**EXERCISE INSTRUCTIONS**
When the line containing "59L94 55L72 57L16" is found in the data below, copy it and each line after it through the line containing "box: [99, 40, 150, 72]", exactly and with no others.

**RECORD EXTRACTS**

○ ○ ○

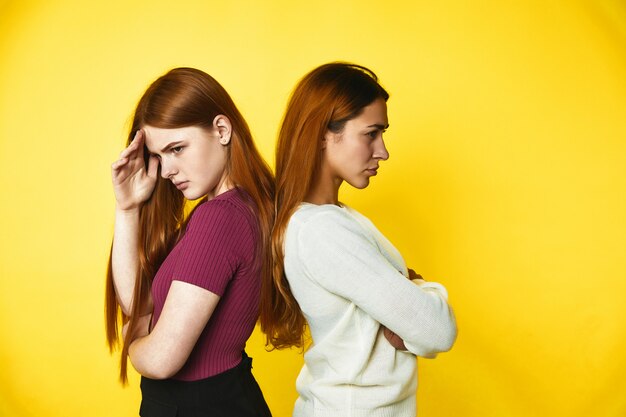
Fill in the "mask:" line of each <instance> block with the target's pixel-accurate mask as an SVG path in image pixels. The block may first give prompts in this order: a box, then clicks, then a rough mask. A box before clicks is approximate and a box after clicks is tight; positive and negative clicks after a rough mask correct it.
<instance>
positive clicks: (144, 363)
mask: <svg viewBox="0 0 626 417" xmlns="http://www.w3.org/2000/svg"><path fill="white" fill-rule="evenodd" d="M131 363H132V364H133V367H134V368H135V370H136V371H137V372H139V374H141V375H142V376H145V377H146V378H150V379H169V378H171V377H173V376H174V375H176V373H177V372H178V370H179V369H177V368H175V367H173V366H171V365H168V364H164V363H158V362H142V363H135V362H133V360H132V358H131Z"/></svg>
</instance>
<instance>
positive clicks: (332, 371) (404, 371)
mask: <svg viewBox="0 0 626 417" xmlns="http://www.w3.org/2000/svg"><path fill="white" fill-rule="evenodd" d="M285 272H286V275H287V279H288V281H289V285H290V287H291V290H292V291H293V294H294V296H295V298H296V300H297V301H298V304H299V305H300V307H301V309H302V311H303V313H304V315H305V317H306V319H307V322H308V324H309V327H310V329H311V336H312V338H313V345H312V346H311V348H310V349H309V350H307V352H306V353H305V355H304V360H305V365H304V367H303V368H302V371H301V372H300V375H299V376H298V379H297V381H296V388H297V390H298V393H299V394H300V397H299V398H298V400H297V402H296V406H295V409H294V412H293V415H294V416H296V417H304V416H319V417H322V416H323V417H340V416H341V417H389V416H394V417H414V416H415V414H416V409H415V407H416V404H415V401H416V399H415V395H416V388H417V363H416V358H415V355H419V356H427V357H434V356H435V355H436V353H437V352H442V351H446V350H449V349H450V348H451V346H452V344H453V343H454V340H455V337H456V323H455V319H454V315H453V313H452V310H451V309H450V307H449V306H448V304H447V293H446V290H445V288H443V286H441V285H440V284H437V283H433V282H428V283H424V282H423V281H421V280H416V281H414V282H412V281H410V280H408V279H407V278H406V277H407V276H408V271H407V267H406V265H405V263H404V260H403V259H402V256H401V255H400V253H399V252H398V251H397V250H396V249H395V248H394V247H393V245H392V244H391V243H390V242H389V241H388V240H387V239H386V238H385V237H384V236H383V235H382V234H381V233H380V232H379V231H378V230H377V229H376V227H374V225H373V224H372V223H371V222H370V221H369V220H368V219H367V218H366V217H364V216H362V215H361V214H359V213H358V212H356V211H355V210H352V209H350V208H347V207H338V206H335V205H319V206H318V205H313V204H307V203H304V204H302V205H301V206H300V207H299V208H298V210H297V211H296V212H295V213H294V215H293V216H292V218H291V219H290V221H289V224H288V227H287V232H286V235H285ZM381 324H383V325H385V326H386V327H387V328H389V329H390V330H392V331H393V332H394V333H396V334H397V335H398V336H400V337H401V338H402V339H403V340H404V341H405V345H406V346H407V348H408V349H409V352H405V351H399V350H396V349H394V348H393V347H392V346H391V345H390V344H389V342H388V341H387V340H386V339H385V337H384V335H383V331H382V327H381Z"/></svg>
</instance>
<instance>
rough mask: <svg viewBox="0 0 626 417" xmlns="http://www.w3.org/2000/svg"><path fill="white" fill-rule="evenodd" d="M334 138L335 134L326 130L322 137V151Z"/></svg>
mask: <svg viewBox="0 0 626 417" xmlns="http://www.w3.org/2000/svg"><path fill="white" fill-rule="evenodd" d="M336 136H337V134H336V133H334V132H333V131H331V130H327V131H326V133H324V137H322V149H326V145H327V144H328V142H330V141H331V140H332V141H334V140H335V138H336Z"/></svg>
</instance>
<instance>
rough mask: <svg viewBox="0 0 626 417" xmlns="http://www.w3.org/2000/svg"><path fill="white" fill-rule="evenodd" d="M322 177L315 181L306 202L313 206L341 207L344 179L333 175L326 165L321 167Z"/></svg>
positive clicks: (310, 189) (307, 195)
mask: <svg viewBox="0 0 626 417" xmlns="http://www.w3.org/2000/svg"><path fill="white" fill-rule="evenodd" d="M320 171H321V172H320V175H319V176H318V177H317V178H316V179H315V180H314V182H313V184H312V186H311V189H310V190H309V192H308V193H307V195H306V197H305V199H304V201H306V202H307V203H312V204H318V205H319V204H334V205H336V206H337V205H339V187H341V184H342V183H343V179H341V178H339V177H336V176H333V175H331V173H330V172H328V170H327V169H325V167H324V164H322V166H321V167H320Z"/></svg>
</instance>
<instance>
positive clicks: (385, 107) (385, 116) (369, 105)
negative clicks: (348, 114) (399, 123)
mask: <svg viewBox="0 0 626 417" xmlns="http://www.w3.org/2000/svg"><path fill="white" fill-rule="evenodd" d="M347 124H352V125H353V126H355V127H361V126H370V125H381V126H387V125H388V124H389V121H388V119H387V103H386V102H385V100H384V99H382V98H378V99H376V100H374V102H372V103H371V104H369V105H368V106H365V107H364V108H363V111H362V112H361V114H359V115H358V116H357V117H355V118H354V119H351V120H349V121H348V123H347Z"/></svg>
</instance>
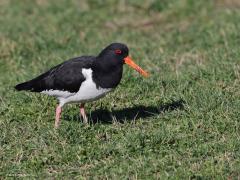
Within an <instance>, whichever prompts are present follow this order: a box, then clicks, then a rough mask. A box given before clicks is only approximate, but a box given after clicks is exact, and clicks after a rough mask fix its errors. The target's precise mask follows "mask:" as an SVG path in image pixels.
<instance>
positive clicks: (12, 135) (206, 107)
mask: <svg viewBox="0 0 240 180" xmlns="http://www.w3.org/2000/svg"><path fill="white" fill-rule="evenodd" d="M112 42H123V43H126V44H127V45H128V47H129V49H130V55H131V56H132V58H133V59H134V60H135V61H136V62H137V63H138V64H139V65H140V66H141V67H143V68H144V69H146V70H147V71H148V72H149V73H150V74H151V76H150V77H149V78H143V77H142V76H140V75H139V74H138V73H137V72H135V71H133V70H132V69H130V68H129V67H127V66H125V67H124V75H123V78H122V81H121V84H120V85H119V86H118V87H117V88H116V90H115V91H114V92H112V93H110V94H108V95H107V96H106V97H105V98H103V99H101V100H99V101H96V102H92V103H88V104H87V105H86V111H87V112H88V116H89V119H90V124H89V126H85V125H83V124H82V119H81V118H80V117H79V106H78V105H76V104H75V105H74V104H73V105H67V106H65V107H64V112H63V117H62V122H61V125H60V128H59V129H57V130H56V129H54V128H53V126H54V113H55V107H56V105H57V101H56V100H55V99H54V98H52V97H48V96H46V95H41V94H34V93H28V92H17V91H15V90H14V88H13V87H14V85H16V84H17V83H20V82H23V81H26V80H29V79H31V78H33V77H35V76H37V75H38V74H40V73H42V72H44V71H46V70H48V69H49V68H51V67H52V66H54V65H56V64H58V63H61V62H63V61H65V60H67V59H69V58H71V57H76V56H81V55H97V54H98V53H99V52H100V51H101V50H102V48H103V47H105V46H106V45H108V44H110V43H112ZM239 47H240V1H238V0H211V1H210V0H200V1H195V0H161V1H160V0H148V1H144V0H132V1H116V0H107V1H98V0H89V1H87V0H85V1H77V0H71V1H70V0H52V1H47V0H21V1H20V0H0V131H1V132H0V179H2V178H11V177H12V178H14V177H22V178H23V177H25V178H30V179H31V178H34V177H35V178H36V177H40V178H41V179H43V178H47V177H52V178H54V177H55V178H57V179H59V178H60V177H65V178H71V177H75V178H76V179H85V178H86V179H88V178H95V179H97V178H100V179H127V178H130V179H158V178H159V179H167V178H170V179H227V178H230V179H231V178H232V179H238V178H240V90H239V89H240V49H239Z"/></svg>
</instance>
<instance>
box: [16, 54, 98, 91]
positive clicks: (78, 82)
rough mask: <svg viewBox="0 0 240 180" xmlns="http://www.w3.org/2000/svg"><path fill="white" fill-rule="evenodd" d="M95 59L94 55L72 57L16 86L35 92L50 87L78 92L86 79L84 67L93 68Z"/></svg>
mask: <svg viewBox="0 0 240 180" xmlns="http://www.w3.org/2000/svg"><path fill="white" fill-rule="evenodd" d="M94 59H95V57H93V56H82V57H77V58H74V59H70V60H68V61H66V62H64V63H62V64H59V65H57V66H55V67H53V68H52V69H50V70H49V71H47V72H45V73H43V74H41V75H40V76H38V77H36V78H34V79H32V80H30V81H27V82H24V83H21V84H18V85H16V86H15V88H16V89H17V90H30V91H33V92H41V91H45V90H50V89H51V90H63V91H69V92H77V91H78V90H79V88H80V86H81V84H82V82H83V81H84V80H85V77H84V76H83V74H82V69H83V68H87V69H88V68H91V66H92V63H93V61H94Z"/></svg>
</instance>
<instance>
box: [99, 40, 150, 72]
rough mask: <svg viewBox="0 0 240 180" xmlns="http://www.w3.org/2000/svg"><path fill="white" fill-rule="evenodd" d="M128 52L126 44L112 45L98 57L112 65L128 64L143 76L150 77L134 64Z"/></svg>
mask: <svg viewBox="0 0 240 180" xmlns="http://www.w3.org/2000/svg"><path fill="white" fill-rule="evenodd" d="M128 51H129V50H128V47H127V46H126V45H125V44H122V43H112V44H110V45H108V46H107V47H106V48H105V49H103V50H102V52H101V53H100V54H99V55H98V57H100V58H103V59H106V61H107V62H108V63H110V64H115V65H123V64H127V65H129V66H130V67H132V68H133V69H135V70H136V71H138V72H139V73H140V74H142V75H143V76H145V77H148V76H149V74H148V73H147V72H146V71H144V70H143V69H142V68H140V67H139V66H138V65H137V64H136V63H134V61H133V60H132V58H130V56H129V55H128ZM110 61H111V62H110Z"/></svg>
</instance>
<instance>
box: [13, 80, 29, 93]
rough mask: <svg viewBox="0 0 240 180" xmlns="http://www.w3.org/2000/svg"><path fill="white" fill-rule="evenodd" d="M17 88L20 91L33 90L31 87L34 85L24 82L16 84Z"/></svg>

○ ○ ○

**ANSWER TO THE EXERCISE**
rough mask: <svg viewBox="0 0 240 180" xmlns="http://www.w3.org/2000/svg"><path fill="white" fill-rule="evenodd" d="M95 59L94 55L72 57L16 86L35 92L50 87L78 92L86 79L84 67L93 68Z"/></svg>
mask: <svg viewBox="0 0 240 180" xmlns="http://www.w3.org/2000/svg"><path fill="white" fill-rule="evenodd" d="M94 59H95V57H93V56H82V57H77V58H74V59H70V60H68V61H66V62H64V63H62V64H59V65H57V66H55V67H53V68H52V69H50V70H49V71H47V72H45V73H43V74H41V75H40V76H38V77H36V78H34V79H32V80H30V81H27V82H24V83H21V84H18V85H16V86H15V88H16V89H17V90H30V91H33V92H41V91H45V90H50V89H51V90H63V91H69V92H77V91H78V90H79V88H80V86H81V84H82V82H83V81H84V80H85V77H84V76H83V74H82V69H83V68H87V69H88V68H91V66H92V63H93V61H94Z"/></svg>
</instance>
<instance>
box: [99, 40, 150, 72]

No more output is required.